Task to complete:
Repeat every entry exactly. Do not include the pictures.

* * * * *

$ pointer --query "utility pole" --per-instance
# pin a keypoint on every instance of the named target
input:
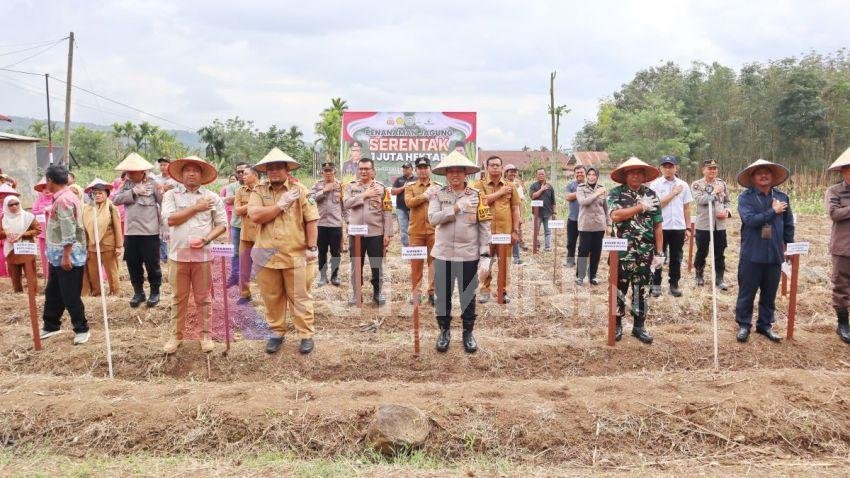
(49, 126)
(66, 158)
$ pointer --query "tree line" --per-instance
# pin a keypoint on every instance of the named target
(795, 111)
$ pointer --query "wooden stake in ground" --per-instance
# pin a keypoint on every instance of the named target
(554, 225)
(794, 250)
(417, 255)
(692, 227)
(29, 248)
(613, 246)
(103, 299)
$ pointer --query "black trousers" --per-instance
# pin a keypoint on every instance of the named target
(756, 277)
(329, 238)
(674, 242)
(374, 248)
(63, 292)
(638, 303)
(703, 240)
(572, 237)
(446, 273)
(589, 247)
(142, 251)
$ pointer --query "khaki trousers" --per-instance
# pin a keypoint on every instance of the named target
(417, 265)
(282, 288)
(494, 248)
(186, 278)
(91, 277)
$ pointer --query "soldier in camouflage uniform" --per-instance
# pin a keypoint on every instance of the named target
(636, 216)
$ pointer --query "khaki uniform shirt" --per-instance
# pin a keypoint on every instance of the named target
(376, 212)
(721, 203)
(417, 202)
(330, 204)
(282, 243)
(502, 208)
(463, 236)
(838, 205)
(249, 227)
(199, 225)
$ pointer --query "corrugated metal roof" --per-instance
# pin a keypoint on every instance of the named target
(16, 137)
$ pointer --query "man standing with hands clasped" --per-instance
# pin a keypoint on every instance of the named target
(636, 217)
(195, 216)
(675, 197)
(285, 249)
(767, 224)
(368, 203)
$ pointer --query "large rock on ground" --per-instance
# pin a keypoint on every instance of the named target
(397, 428)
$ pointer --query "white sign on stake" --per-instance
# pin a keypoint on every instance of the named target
(794, 248)
(414, 252)
(25, 248)
(358, 229)
(221, 250)
(615, 244)
(500, 239)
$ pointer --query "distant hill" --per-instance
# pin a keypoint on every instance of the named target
(189, 139)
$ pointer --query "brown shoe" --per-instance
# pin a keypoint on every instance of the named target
(207, 345)
(171, 346)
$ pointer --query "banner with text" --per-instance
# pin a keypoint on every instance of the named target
(392, 139)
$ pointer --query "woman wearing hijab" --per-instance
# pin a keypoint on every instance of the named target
(592, 222)
(18, 225)
(42, 205)
(101, 209)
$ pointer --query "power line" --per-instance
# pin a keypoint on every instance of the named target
(34, 54)
(187, 127)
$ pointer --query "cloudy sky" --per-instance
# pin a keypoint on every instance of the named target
(281, 62)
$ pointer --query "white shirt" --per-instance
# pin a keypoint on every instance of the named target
(673, 212)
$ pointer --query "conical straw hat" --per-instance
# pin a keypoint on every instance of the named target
(277, 156)
(618, 175)
(843, 160)
(780, 173)
(98, 183)
(456, 160)
(208, 172)
(134, 162)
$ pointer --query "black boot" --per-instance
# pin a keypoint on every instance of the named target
(154, 298)
(618, 330)
(640, 332)
(843, 325)
(443, 339)
(470, 346)
(138, 298)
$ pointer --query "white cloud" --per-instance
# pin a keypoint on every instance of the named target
(282, 62)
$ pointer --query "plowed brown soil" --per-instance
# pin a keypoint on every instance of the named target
(544, 392)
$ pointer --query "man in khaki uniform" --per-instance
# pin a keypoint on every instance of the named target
(248, 233)
(838, 206)
(285, 248)
(420, 231)
(195, 217)
(461, 251)
(503, 200)
(328, 196)
(367, 202)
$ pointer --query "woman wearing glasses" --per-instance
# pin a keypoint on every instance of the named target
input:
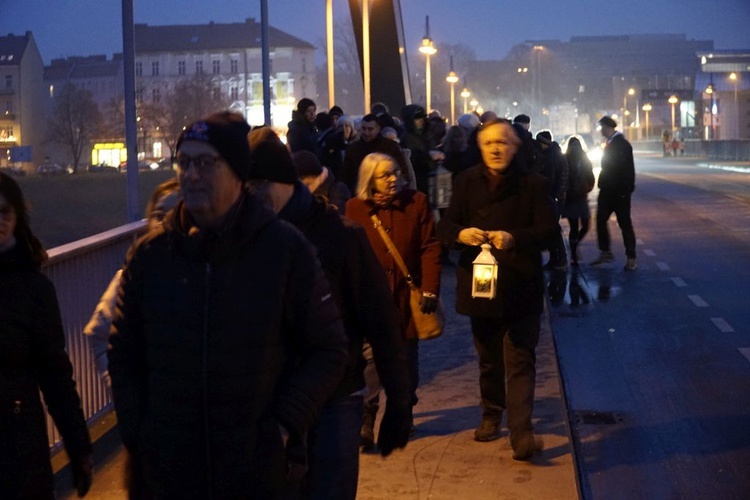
(407, 219)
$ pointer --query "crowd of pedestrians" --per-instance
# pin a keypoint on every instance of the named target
(250, 333)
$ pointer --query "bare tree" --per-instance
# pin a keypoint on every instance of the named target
(74, 122)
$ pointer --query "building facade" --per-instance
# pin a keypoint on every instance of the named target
(230, 55)
(21, 102)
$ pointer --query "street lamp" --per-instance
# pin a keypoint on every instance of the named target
(465, 94)
(733, 76)
(647, 107)
(710, 92)
(452, 79)
(366, 52)
(428, 49)
(673, 100)
(329, 52)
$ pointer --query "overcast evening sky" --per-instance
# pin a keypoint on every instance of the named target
(65, 28)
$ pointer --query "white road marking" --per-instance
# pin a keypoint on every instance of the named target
(722, 325)
(678, 282)
(698, 301)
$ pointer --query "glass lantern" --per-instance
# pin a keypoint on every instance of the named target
(484, 282)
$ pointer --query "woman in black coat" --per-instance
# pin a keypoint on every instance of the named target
(33, 358)
(500, 203)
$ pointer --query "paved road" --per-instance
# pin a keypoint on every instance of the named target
(656, 363)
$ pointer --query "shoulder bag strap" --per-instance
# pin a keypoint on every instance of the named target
(377, 224)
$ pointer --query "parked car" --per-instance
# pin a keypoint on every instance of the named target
(50, 168)
(18, 171)
(102, 167)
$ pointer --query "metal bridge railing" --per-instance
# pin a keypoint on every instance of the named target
(81, 272)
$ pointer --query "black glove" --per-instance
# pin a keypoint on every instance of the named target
(394, 428)
(83, 472)
(428, 305)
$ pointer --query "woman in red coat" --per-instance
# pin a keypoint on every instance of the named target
(407, 218)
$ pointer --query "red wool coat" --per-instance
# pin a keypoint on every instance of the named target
(411, 226)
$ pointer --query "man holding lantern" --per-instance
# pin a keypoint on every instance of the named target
(501, 207)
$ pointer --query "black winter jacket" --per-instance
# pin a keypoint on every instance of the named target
(520, 206)
(216, 339)
(361, 291)
(618, 167)
(33, 358)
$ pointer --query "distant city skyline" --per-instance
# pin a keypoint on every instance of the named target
(491, 28)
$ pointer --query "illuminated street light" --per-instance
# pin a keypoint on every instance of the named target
(329, 52)
(366, 52)
(673, 100)
(428, 49)
(465, 94)
(647, 108)
(452, 79)
(734, 77)
(710, 92)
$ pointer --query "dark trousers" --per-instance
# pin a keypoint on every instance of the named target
(507, 368)
(619, 204)
(333, 447)
(373, 381)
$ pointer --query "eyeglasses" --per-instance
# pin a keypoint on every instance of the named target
(387, 175)
(7, 212)
(201, 162)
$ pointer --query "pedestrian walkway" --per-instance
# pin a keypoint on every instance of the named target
(442, 460)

* * * * *

Written solution:
$ pointer --query "utility pole" --per-instance
# pin a keypoint on every instance of the named target
input:
(49, 126)
(66, 158)
$ pointer --query "tree line" --per-instance
# pin a keypoint on every instance of the named target
(795, 111)
$ pointer --query "wooden stake in ground" --per-instance
# pin a keypoint on every instance of the named target
(554, 225)
(794, 250)
(417, 255)
(692, 227)
(29, 248)
(613, 246)
(103, 299)
$ pointer --query "black trousers" --per-instance
# pin a keypoint on every instance of the named target
(756, 277)
(329, 238)
(674, 242)
(374, 248)
(63, 292)
(638, 303)
(703, 240)
(572, 237)
(446, 273)
(589, 247)
(142, 251)
$ pointer --query "khaki trousers" --per-instance
# pin a keypoint on every instance of the named target
(417, 265)
(282, 288)
(494, 248)
(186, 278)
(91, 277)
$ pointer --query "soldier in camouflage uniform" --per-instance
# pin a keypoint on every instance of the named target
(636, 216)
$ pointer --query "khaki uniform shirt" --per-instance
# pin a keypoint on every instance of the named target
(376, 212)
(721, 203)
(417, 202)
(330, 204)
(282, 243)
(502, 208)
(463, 236)
(838, 205)
(249, 227)
(199, 225)
$ pointer --query "corrugated metal roof" --per-instance
# pin a keypoint on every instance of the named target
(16, 137)
$ pointer --query "man standing with hands clasped" --per-instance
# pin a keypoint on every instance of the named target
(636, 217)
(195, 216)
(675, 197)
(285, 249)
(767, 224)
(368, 203)
$ pointer --query "large rock on ground" --per-instance
# pin a keypoint on every instance of the named target
(397, 428)
$ pointer --query "white sign on stake" --per-instance
# pin a keypoint on every instance of the named target
(794, 248)
(414, 252)
(25, 248)
(358, 229)
(221, 250)
(615, 244)
(500, 239)
$ pointer --query "distant hill" --per-instance
# pin a keypoint on every instance of the named target
(189, 139)
$ pointer --query "brown shoe" --per-instance
# pin a keypoint on every instance of the named target
(207, 345)
(171, 346)
$ pointer --query "banner with text" --per-instance
# pin a keypoint on every instance of the named target
(392, 139)
$ pointer --query "woman wearing hijab" --per-instance
# pin a keypoint on every instance of the named target
(592, 222)
(18, 225)
(42, 205)
(101, 209)
$ pointer --query "power line" --per-instance
# pin a keypoint on every instance of the named target
(34, 54)
(187, 127)
$ pointer --query "cloudy sky" --per-instance
# pin a keypoint on every instance of the named target
(281, 62)
$ pointer --query "white shirt" --per-instance
# pin a keypoint on every instance of the named target
(673, 212)
$ pointer --query "conical straw hat" --per-instance
# pin a keypoint on every instance of the named target
(277, 156)
(618, 175)
(843, 160)
(780, 173)
(98, 183)
(456, 160)
(208, 172)
(134, 162)
$ pointer --query "black boot" --per-instance
# pin a keypoint on every instance of the named target
(154, 298)
(618, 330)
(640, 332)
(843, 325)
(443, 339)
(470, 346)
(138, 298)
$ pointer --query "white cloud" --per-instance
# pin a keypoint on every instance of the named target
(282, 62)
$ pointer --query "plowed brown soil" --per-instance
# pin a keypoint on every instance of the named target
(544, 392)
$ pointer --query "man in khaki uniform" --per-instance
# pin a keypoint on every instance of the named target
(248, 233)
(838, 206)
(285, 248)
(420, 231)
(195, 217)
(461, 251)
(503, 200)
(328, 196)
(367, 202)
$ pointer --query "woman wearing glasses" --per-instance
# pin a keypoint on every instance of the named target
input:
(407, 219)
$ pointer --query "crowd of pedestrians" --per-instance
# pin a keypoint on every instance of the named target
(250, 333)
$ pointer --query "bare tree" --per-instance
# pin a keypoint on every instance of the named target
(74, 122)
$ pointer --query "building facade" --per-instance
# pin a keypoint on every instance of the named target
(230, 55)
(21, 102)
$ pointer --query "street lamp" --per-instance
# pin a keypoint on every instance of the named target
(465, 94)
(733, 76)
(647, 107)
(710, 92)
(452, 79)
(366, 52)
(428, 49)
(673, 100)
(329, 52)
$ pointer --query "overcast evening sky" --per-instance
# pin a keypoint on every instance of the named target
(65, 28)
$ pointer --query "white road marking" --per-instance
# pin a keypoint on every instance of the named target
(722, 325)
(678, 282)
(698, 301)
$ pointer --query "glass lantern" --per-instance
# pin a keypoint on every instance of the named target
(484, 282)
$ pointer --query "woman in black coat" --per-instance
# pin a keypoint on every instance of the named target
(33, 358)
(500, 203)
$ pointer --query "paved road" --per-instance
# pin a keypoint on every instance of the named target
(656, 363)
$ pointer --query "shoulder bag strap" --per-instance
# pin a keypoint on every instance of the named target
(377, 224)
$ pointer --query "parked car" --per-instance
# pin a keypoint on every instance of the named target
(50, 168)
(18, 171)
(102, 167)
$ pointer --query "metal bridge railing" --per-instance
# pin a keypoint on every instance of the named target
(81, 272)
$ pointer --query "black glove" --per-instance
# pin a keypoint on every instance of the named target
(394, 428)
(83, 472)
(428, 305)
$ pointer --query "woman in red coat" --per-instance
# pin a keypoint on every instance of the named target
(407, 218)
$ pointer --query "red wool coat" --per-instance
# pin a keypoint on every instance of the named target
(411, 226)
$ pointer --query "man holding lantern" --per-instance
# pin a keypoint on every instance of the named target
(501, 207)
$ pointer --query "black winter jacket" --per-instance
# pin a keypoint on every instance of the named target
(520, 206)
(216, 339)
(361, 291)
(618, 167)
(33, 358)
$ pointer --query "distant city skyline" --per-instance
# pin a keypoint on every instance of the named target
(491, 28)
$ pointer --query "illuminated street light" --per-instance
# pin a keypoint on every instance of the named target
(329, 52)
(366, 52)
(673, 100)
(428, 49)
(465, 94)
(647, 108)
(452, 79)
(734, 77)
(710, 92)
$ pointer --query "dark trousers" --per-instance
# pin a keypoint on every instance of the named target
(507, 368)
(619, 204)
(333, 447)
(373, 381)
$ pointer --query "eyeglasses" --per-instance
# pin a keypoint on every instance of the named target
(387, 175)
(7, 212)
(201, 162)
$ pointer --query "pedestrian walkway" --per-instance
# pin a keypoint on every instance of the named target
(442, 460)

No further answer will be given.